= Beginning of Section =
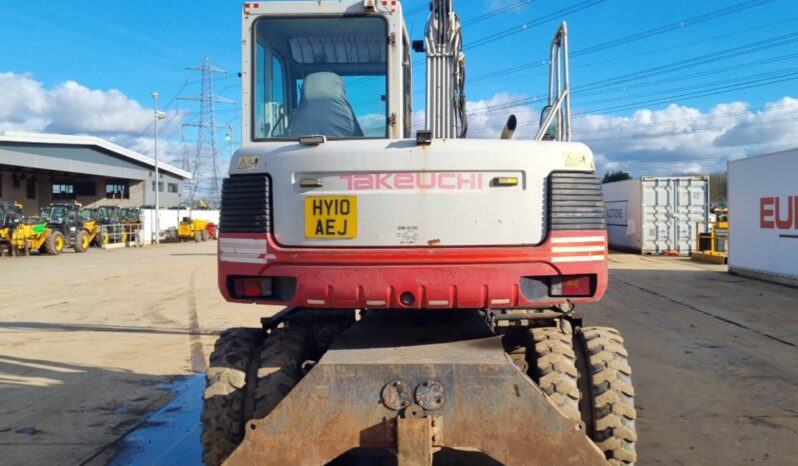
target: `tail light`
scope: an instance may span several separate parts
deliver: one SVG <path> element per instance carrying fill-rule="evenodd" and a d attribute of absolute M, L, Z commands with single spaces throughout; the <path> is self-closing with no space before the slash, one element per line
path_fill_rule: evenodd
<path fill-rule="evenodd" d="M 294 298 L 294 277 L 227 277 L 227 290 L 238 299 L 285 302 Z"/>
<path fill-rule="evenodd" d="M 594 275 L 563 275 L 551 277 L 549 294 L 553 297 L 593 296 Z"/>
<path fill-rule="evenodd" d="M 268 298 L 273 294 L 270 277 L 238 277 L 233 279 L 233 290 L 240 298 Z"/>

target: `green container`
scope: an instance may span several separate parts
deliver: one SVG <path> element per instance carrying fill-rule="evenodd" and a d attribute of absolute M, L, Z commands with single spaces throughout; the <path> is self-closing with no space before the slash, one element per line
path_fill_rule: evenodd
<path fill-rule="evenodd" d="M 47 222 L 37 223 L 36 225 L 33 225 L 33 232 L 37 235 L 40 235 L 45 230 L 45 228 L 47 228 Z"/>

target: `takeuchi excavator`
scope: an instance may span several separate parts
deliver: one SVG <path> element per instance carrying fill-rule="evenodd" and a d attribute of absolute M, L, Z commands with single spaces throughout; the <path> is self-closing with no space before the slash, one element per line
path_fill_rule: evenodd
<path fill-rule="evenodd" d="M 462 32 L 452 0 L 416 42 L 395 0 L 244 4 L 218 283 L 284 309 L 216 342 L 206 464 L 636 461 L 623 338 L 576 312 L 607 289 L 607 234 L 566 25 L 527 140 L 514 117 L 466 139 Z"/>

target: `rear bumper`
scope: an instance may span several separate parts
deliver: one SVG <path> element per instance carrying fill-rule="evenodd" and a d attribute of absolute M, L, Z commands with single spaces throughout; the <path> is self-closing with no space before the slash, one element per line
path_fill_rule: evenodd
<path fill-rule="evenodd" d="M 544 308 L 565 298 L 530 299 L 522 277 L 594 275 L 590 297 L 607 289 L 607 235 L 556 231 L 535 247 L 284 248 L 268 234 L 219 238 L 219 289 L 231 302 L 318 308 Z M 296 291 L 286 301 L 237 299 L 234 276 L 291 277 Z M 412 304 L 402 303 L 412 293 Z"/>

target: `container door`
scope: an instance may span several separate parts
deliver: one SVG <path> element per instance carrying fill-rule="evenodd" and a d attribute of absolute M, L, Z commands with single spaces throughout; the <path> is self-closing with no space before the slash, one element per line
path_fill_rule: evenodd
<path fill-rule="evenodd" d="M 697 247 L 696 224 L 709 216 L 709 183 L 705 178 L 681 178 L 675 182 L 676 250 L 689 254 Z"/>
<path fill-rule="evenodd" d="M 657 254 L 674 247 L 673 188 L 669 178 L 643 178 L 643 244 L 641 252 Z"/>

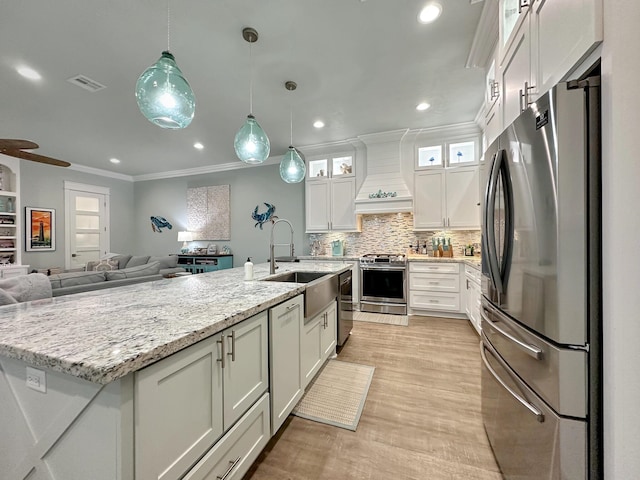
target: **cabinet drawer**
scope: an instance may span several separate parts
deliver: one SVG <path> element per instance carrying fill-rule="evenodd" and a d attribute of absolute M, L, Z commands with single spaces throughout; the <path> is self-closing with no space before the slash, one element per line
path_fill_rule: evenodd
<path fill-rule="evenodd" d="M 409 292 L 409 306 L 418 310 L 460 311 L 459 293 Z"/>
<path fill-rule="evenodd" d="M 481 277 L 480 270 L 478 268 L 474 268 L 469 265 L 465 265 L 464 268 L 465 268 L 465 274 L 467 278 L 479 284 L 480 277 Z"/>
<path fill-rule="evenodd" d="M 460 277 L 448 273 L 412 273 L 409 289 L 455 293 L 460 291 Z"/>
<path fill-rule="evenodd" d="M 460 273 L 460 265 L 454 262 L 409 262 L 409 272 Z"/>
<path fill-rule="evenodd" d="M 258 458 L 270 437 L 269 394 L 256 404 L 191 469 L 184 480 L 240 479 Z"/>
= End of Section =
** Required action **
What number of lines above include the string "target"? State it and nothing else.

** Answer box **
6